The Opportunities offered by the Bulgarian Regulatory Framework for VASPs

Svetlin Konsulov
Blockchain Lawyers Group
8 min readOct 20, 2022
Design @B3Rhunter

Introduction

EU-wide rules for providing crypto services have been agreed upon and will enter into force following approval and publication in the Official Journal of the European Union. The Markets in Crypto-Assets regulation (MiCA) is intended to become applicable approximately 18 months following this date. Meanwhile, crypto companies should comply with the specific regulations of the different European Member States. One such little-known destination is Bulgaria. The country has relatively liberal regulation for VASP activities and attractive tax legislation, which should not be underestimated when structuring a crypto business operating in numerous markets.

Legal Definitions

The term “virtual currency” received legal definition for the first time in 2019 in § 1, Art. 24 of the Supplementary Provisions of the AML Act (“AMLA”) stating that “Virtual currencies” are

digital representations of value that are not issued or guaranteed by a central bank or public authority, are not necessarily linked to a legally established currency and do not have the legal status of currency or money, but are accepted by natural or legal persons as a medium of exchange and can be transferred, stored and traded electronically.

In the following Art. 25 of the same act, the Legislator also defines a “Wallet provider that offers custodial services” as a

natural or legal person or other legal entity that provides services for the protection of private cryptographic keys on behalf of its customers for the possession, storage and transfer of virtual currencies.

AMLA Compliance

Persons who, on a professional basis, provide exchange services between virtual currencies and recognized currencies without gold cover and wallet providers who offer custodial services (together referred to as “Virtual Asset Service Providers” or “VASPs”) are obliged entities within the meaning of Art. 4 AMLA. In this capacity, companies or individuals carrying out the above-mentioned activities with cryptocurrencies are obliged to take the following measures to prevent the use of the financial system for the purposes of money laundering:

  • customer due diligence;
  • collection and preparation of documents and other information under the conditions of AMLA;
  • storage of the documents, data and information collected and prepared for the purposes of AMLA;
  • risk assessment for money laundering and terrorist financing;
  • disclosure of information about suspicious operations, transactions and customers;
  • disclosure of other information for the purposes of AMLA;

Provisions of the AMLA and subsequently adopted Regulations for the implementation of the AMLA are fully applicable to the activity of the VASP established on the territory of Bulgaria. The scope of the law also reaches foreign branches of Bulgarian VASPs and branches of foreign persons registered in the country.

Given information:

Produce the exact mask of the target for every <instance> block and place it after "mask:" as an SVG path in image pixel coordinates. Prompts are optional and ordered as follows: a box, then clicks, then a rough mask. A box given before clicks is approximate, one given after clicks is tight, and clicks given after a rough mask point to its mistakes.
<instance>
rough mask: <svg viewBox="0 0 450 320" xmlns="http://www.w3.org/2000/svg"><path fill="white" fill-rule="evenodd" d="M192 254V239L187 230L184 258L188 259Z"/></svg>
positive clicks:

Problems to work on:
1/ In the article on Bulgaria's rules for crypto service providers, in what year did the term "virtual currency" first receive a legal definition?
2/ Carry on the article on Bulgaria's rules for crypto service providers from the point where it stops.

Exercise results:
1/ In 2019, in § 1, Art. 24 of the Supplementary Provisions of the AML Act.

2/
VASPs are obliged to develop, adopt and apply Internal Rules for the control and prevention of money laundering with minimum mandatory content:

  • clear criteria for recognizing suspicious customers, transactions or operations;
  • procedure for the use of technical means to prevent and detect money laundering;
  • system for internal control over the fulfilment of the AMLA obligations;
  • possibility of carrying out an internal audit review;
  • possibility of performing an independent audit;
  • the internal system for PEP identification;
  • an internal system for risk assessment and determining the risk profile of customers;
  • policies, controls and procedures to mitigate and manage effectively the risks of money laundering and financing of terrorism identified at the level of the European Union, at the national level and at the level of the obliged entity which shall be proportionate to the nature and size of the business of the obliged person;
  • rules and organisation for fulfilling the obligations to clarify the source of funds and the source of wealth;
  • the terms and procedure for the collection, retention and disclosure of information;
  • the time intervals over which the databases and customer dossiers are reviewed and updated;
  • the allocation of responsibilities for the application of AML/CTF measures and measures including risk assessment procedures with respect to branches and subsidiaries, if any;
  • rules on the AML training of the employees;
  • the allocation of responsibilities among the representatives and employees of the obliged person for the fulfilment of the AML/CTF obligations, as well as disclosure of contact details of the obliged person and of its representatives and responsible employees;
  • a whistleblowing procedure, including reports concerning suspicions of money laundering or terrorist financing;
  • an internal risk assessment;

Registration Regime to NRA

By Order No H-9/07.08.2020, the Ministry of Finance determined the conditions and procedure for entering VASPs in a special register, which is kept and maintained by the National Revenue Agency (NRA). The same agency (NRA) carries out the registration before the start of commercial activity.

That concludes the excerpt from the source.